**Task instructions:**
Line by line, transcribe the data shown below.
_ _ _
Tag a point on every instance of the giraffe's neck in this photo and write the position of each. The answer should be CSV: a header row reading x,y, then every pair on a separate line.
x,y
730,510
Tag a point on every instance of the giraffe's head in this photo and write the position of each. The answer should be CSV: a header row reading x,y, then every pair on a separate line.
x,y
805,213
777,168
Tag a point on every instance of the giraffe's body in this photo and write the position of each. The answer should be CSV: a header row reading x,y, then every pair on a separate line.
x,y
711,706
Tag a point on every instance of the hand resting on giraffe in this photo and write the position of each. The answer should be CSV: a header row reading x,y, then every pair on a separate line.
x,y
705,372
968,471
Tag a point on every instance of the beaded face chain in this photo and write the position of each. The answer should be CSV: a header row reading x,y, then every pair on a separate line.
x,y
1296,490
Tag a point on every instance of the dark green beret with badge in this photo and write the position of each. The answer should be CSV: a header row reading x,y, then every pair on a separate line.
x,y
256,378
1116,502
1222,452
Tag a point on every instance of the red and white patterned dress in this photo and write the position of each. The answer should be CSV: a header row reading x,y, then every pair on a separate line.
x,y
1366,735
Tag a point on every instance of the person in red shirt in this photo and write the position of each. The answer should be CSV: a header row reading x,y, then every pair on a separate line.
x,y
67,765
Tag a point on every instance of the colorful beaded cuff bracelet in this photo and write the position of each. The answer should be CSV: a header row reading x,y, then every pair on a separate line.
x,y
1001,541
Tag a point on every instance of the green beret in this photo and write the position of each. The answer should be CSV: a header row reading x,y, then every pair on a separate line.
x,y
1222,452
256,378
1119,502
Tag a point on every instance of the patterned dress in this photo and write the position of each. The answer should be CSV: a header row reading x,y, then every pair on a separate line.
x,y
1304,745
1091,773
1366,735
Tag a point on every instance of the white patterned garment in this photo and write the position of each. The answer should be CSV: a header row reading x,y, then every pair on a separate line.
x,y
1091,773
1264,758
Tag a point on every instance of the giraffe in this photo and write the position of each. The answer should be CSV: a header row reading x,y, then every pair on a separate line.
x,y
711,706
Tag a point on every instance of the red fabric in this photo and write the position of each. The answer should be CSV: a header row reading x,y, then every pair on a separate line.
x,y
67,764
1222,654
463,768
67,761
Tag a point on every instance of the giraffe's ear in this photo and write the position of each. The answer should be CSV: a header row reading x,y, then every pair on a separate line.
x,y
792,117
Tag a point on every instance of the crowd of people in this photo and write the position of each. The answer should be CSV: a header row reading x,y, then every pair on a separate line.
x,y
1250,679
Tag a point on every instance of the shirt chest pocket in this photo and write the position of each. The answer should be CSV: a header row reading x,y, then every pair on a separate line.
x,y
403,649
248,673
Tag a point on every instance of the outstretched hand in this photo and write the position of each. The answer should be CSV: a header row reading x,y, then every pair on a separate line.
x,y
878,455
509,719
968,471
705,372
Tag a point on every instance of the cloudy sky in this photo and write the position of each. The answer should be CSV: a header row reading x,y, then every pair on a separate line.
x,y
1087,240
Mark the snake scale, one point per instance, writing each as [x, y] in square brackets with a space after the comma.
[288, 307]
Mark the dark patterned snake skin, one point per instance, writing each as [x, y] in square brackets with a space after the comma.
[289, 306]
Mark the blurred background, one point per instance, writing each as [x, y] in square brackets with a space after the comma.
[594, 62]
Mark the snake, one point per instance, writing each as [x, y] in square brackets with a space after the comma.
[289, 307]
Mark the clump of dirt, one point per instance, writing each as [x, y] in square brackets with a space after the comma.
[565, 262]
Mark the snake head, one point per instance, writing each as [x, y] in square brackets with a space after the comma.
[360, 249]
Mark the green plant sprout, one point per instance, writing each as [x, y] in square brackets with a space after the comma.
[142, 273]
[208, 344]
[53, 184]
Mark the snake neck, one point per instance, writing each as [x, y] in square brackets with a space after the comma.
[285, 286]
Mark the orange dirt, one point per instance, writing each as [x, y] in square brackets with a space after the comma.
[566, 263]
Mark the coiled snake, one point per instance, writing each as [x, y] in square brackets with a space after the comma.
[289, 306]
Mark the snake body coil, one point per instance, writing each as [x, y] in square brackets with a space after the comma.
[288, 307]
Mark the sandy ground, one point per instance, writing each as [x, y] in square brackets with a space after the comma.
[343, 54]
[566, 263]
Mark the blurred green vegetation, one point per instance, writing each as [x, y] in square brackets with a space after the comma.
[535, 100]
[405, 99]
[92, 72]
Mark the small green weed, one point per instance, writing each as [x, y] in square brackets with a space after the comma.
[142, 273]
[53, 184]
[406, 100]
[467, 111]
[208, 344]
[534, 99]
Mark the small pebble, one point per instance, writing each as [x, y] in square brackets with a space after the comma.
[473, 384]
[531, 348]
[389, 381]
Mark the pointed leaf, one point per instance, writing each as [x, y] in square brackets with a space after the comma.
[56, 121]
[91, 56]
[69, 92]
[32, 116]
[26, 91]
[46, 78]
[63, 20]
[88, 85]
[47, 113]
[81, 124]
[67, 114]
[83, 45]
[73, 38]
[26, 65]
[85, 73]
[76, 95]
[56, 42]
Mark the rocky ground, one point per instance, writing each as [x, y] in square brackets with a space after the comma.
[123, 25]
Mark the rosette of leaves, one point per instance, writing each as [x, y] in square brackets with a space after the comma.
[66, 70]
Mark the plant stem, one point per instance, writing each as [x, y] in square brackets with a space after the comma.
_ _ _
**Output of the exercise:**
Tag a point on every instance of the giraffe's neck in this photo and write the position of each. The answer should be CSV: a header row reading x,y, then every pair on a separate line.
x,y
730,510
Tag a point on every instance of the giraffe's head in this photo and write the position of each. The answer should be CSV: a header row reading x,y, then every pair on a separate line.
x,y
805,213
777,168
Tag a point on every instance of the giraffe's body in this photo and write the position of each. The answer should be CSV: a header row reading x,y, then every pair on a separate line.
x,y
711,706
Tag a point on every instance of the hand resting on giraffe in this photo and write the position of each. The answer should be CSV: a header row reading x,y, then every pair on a separate line.
x,y
705,372
968,471
Tag a point on every instance of the beaded face chain in this photo and write the position of each. The answer should be CSV: a header row reading x,y, then every pair on a separate line.
x,y
1296,490
Tag a point on every instance of the dark green beret with badge in this photo and write the position of each. The answer should be CSV: a header row reading x,y, then every pair on a separate line.
x,y
256,378
1116,502
1222,452
Tag a point on every instance of the red and white patterned dress in this photo and write the position of each. The answer should be CSV: a header row reading x,y, then every pair on a separate line.
x,y
1366,735
Tag a point on every instance of the person in red shirt in this photo and write the position of each. The answer should be CSV: a header row reading x,y, then every pair on a separate line.
x,y
67,765
Tag a point on every instance of the colorful beaded cuff bracelet in this photo and write the position of each. The answer should be CSV: a header row reading x,y, then every pair on a separate line.
x,y
1001,541
Tag a point on every instance of the green beret in this photo and write the position of each. The answer should be CSV: a header row reading x,y, then every pair on a separate line.
x,y
1222,452
256,378
1119,502
Tag a point on every instance of the patterned dress in this photo and write the position of each. The answer should be CSV: a header row reading x,y, then every pair on a separate line.
x,y
1304,745
1091,773
1366,735
Tag a point on every instance of the white patterned garment in this photo and write the position of each. The answer should be CSV: a header row reading x,y, then every pair on a separate line.
x,y
1091,773
1264,758
Tag a point on every instance of the giraffe in this photo and write the position of each. The answer should be CSV: a header row reading x,y, then every pair on a separate line.
x,y
711,706
Tag a point on every instance of the red fabric in this photo and write the position of each. The answer should be CSV: a header row reading x,y, then every pair on a separate line.
x,y
67,764
1222,654
463,768
67,761
Tag a point on every instance of the giraffe's ear in this photo and write the position of each. The answer should be CSV: a header row reading x,y, then every pair on a separate line.
x,y
792,117
Tag a point on every instance of the crowd of people in this photo and write the position of each. The answer should be CSV: a header row reading x,y, then every pair on a separate line.
x,y
1250,679
Tag a point on every instance of the shirt chest pocket in this photo and write the position of each. The answer should be CSV: a header row reading x,y, then every pair on a separate line.
x,y
403,649
248,673
Tag a point on every instance of the outstretched hand in this photo and write the position of each. The answer should be CSV: a header row reading x,y, then every pair on a separate line.
x,y
878,455
509,719
968,471
705,372
Tag a point on every instance of the cloudy sky in this photo and write the position of each. The answer should be CSV: a header row reading x,y, then every pair on a separate line.
x,y
1087,240
Mark the snake scale, one point per instance, writing each as [x, y] in square brackets with a space after the comma.
[288, 307]
Mark the dark patterned snake skin, one point per instance, writing each as [x, y] in square brackets with a space after the comma.
[289, 306]
Mark the blurred background, one point per instance, writing each as [x, y] in square brackets with a space after the comma.
[594, 62]
Mark the snake, one point per instance, writing each as [x, y] in square brackets with a space after the comma.
[289, 307]
Mark the clump of dirt, one point per instance, writing each as [x, y] in square brackets with a space after the comma.
[565, 262]
Mark the snake head, one point per instance, writing each as [x, y] in square brackets with a space after the comma.
[360, 249]
Mark the green plant sprout, one point per instance, writing each as [x, y] in square brackets with a space after the comma.
[142, 273]
[208, 344]
[53, 184]
Mark the snake neck, one point per instance, writing each as [x, y] in square brackets with a space after the comma.
[285, 286]
Mark the orange dirt, one point per instance, writing each as [x, y] in square brackets with a space after the comma.
[566, 263]
Mark the coiled snake, one point per instance, writing each as [x, y] in square brackets with a space after the comma.
[289, 306]
Mark the snake body coil, one point per instance, writing each as [x, y] in square brackets with a space after the comma.
[288, 307]
Mark the sandy ground, one point per instance, writing each as [x, y] in square brackets with a space after the comma.
[343, 54]
[566, 263]
Mark the blurred green vegetation, one point per instance, writing each as [x, y] in square brackets with a space after the comma.
[535, 100]
[405, 99]
[92, 72]
Mark the small green weed, one point per instance, writing each as [x, y] in square brackets with a space after the comma.
[142, 273]
[53, 184]
[406, 100]
[467, 111]
[208, 344]
[534, 99]
Mark the small pebble, one point per instance, writing each as [x, y] in square brackets with a space after the comma.
[473, 384]
[531, 348]
[389, 381]
Mark the pointed leaf, one point per instance, writing each as [x, y] in square brackets with a space after the comma.
[56, 121]
[91, 56]
[69, 92]
[32, 116]
[26, 91]
[46, 78]
[63, 20]
[88, 85]
[47, 113]
[81, 124]
[67, 114]
[83, 45]
[73, 38]
[26, 65]
[85, 73]
[76, 95]
[56, 42]
Mark the rocky ground, one point per instance, writing each as [x, y] in square brackets with a space after the comma.
[123, 25]
Mark the rosette of leaves, one point per instance, writing each as [x, y] in square brackets with a space after the comma.
[66, 70]
Mark the plant stem, one point per instance, writing each as [x, y] in square brackets with a space after the comma.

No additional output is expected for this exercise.